(Dataset items)
:::

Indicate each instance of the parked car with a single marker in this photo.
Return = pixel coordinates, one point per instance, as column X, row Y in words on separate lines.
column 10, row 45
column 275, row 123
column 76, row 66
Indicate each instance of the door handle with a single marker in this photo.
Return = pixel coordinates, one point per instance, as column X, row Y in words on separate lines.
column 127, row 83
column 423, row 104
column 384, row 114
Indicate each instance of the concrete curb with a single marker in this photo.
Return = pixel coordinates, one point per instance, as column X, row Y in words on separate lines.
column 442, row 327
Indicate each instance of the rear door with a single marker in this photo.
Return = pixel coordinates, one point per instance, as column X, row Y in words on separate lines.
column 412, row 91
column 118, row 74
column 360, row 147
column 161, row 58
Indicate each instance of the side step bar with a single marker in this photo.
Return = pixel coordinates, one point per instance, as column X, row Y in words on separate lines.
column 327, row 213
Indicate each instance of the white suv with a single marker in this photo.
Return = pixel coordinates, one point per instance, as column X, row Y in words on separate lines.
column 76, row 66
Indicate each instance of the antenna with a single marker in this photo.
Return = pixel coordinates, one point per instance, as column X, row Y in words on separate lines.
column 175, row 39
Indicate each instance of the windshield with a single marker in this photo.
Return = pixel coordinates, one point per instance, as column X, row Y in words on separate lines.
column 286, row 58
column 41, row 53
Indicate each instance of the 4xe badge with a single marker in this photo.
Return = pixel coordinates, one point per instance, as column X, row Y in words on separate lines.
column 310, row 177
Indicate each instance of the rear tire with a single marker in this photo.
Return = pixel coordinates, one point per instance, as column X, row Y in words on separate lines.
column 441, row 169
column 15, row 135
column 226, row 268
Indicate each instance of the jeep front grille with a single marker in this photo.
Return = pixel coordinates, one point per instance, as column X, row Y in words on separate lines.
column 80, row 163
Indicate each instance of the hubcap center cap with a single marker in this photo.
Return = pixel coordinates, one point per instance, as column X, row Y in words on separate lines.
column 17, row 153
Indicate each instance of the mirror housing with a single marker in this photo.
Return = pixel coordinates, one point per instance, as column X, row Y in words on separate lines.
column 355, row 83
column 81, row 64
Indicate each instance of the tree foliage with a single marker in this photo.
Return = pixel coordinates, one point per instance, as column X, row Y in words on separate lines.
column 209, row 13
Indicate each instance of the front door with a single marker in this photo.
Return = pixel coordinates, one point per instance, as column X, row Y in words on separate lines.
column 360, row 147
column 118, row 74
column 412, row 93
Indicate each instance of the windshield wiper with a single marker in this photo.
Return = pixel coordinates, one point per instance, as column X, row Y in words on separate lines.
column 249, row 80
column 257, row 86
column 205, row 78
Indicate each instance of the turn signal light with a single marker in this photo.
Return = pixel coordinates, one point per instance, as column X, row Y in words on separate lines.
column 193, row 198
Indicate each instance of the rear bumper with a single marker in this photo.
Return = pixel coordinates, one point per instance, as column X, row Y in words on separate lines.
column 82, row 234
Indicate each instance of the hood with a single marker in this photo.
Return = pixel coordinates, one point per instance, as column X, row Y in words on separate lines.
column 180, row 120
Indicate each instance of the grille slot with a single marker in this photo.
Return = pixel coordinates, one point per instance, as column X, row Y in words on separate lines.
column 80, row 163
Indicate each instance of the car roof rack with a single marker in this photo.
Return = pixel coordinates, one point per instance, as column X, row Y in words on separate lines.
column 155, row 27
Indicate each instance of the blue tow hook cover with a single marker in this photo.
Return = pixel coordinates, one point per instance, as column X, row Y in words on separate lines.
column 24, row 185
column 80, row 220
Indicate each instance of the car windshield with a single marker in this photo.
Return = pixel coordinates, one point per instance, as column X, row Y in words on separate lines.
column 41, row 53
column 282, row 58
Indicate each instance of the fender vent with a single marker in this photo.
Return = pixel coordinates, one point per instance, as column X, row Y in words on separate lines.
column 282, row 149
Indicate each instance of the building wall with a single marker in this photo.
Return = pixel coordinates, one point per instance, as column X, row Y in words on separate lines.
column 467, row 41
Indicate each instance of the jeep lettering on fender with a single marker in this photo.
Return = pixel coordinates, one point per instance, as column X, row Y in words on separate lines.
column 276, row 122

:::

Task statement: Among the entries above, identify all lines with "jeep" and copy them.

Completed task:
Indicate each instance of the jeep front grille with a single marker in this photo.
Indicate each instance of the jeep lettering on fender with a single marker in this photo.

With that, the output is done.